Data taken from a collection
[START]
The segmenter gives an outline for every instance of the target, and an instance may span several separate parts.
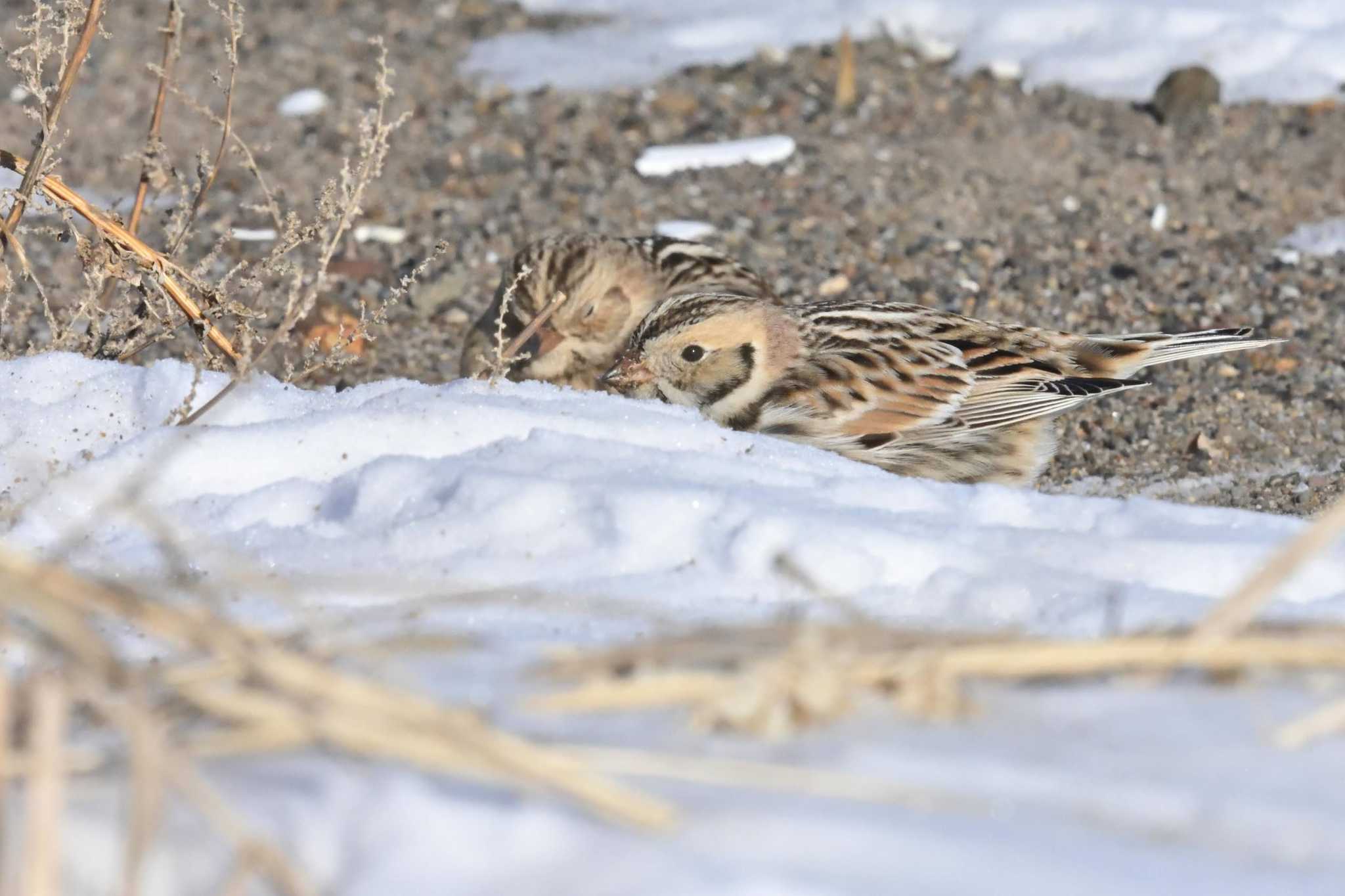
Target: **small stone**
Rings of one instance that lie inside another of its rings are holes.
[[[1206,436],[1204,432],[1197,432],[1196,437],[1190,440],[1186,445],[1186,453],[1197,455],[1200,457],[1221,457],[1223,449],[1215,445],[1215,440]]]
[[[1188,125],[1219,105],[1219,78],[1205,66],[1174,69],[1154,91],[1149,108],[1159,124]]]
[[[1162,230],[1167,226],[1167,203],[1159,202],[1154,206],[1154,214],[1149,218],[1149,226],[1154,230]]]
[[[837,296],[850,288],[850,278],[845,274],[835,274],[834,277],[827,277],[818,284],[819,296]]]
[[[405,227],[391,225],[359,225],[354,231],[355,242],[386,242],[397,245],[406,239]]]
[END]
◆ The exercise
Please give the items above as a JSON list of strings, one string per line, with blank lines left out. Leave the pictures out of the answer.

◆ Correct answer
[
  "The segmenter gives an outline for every instance of the target, and an instance may span several separate parts.",
  "Target: **small stone**",
  "Rings of one instance that lie inside another of its rings are holes.",
  "[[[1206,436],[1204,432],[1197,432],[1196,437],[1190,440],[1186,445],[1186,453],[1197,455],[1200,457],[1221,457],[1223,449],[1215,445],[1215,440]]]",
  "[[[1188,125],[1219,105],[1219,78],[1205,66],[1174,69],[1154,91],[1149,108],[1159,124]]]",
  "[[[1162,230],[1167,226],[1167,203],[1159,202],[1154,206],[1154,214],[1149,218],[1149,226],[1154,230]]]",
  "[[[837,296],[850,288],[850,278],[845,274],[835,274],[834,277],[827,277],[818,284],[819,296]]]",
  "[[[405,227],[391,225],[359,225],[354,231],[355,242],[386,242],[397,245],[406,239]]]"
]